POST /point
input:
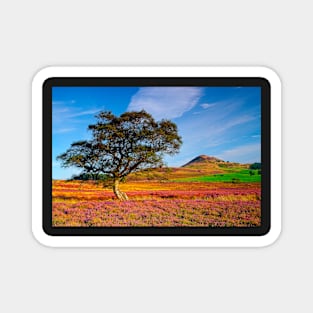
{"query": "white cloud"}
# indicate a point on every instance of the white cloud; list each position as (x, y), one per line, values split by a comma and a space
(63, 102)
(165, 102)
(87, 112)
(244, 154)
(63, 130)
(207, 105)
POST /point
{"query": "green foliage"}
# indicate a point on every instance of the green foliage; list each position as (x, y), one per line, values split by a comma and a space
(123, 144)
(235, 176)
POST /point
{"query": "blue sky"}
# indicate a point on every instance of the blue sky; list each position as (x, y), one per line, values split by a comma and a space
(224, 122)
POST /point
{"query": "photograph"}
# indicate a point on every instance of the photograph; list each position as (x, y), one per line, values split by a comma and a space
(156, 156)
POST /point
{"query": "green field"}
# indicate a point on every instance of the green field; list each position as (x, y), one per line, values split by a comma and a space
(235, 176)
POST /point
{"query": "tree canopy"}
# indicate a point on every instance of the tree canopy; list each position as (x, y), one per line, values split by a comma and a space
(123, 144)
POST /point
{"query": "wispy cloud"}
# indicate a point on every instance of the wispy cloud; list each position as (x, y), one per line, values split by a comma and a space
(63, 102)
(207, 105)
(245, 154)
(165, 102)
(87, 112)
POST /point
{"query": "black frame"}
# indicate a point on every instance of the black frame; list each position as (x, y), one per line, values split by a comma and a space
(159, 81)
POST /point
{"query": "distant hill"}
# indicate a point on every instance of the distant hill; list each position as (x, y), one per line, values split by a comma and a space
(202, 165)
(202, 159)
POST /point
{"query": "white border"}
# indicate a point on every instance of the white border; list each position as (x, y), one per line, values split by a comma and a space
(156, 241)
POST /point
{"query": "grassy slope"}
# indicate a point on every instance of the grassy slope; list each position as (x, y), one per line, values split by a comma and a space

--*--

* DIRECTIONS: Copy everything in the records above except the pictures, exactly as written.

* TASK RESPONSE:
POST /point
input:
{"query": "white cloud"}
# indicate a point on every instance of the white cloud; list each position as (x, y), one per line, values split by a comma and a space
(63, 102)
(165, 102)
(87, 112)
(244, 154)
(63, 130)
(207, 105)
POST /point
{"query": "green foliage"}
# indicate a point on every instance of the green foliage; list each position as (x, y), one per line, values split by a comma and a space
(123, 144)
(235, 176)
POST /point
{"query": "blue sky"}
# indicate a point on every instance of the blue sky; list each position as (x, y), one per line, values split by a comma and a space
(224, 122)
POST /point
{"query": "photograph"}
# indicate a point on every instance of the photograph; list each position as (x, y), one per line, values split by a comma and a space
(156, 156)
POST /point
{"query": "green field"}
# indicate a point on every instance of the green field; list each position as (x, y), one per line, values split by a comma and a space
(235, 176)
POST /point
{"query": "tree canopy"}
# indicate a point on every instance of the tree canopy; list each position as (x, y), one per line, values split by a comma and a space
(123, 144)
POST /point
{"query": "wispy cloud"}
# indicate a point on every instance of the wispy cloud; list each position as (x, y), one per line, values split by a comma and a space
(63, 102)
(207, 105)
(245, 154)
(165, 102)
(87, 112)
POST /point
{"query": "black frame"}
# indicate a point on every instance of the black frame; list each position as (x, y), one per line, values split by a comma and a space
(159, 81)
POST /point
{"query": "distant hill"}
# indicate a point on every instance of the distant hill; list each position as (x, y), one per line, values split by a comma and a space
(202, 165)
(202, 159)
POST /point
{"query": "white border"}
# indicate a point on every instance of the white border; list each position as (x, y), one per line, values split by a comma and a space
(156, 241)
POST /point
{"query": "grassy slope"}
# indicate a point on every instance of the grassy slope; list each position as (x, y), one per line, values split by a comma and a space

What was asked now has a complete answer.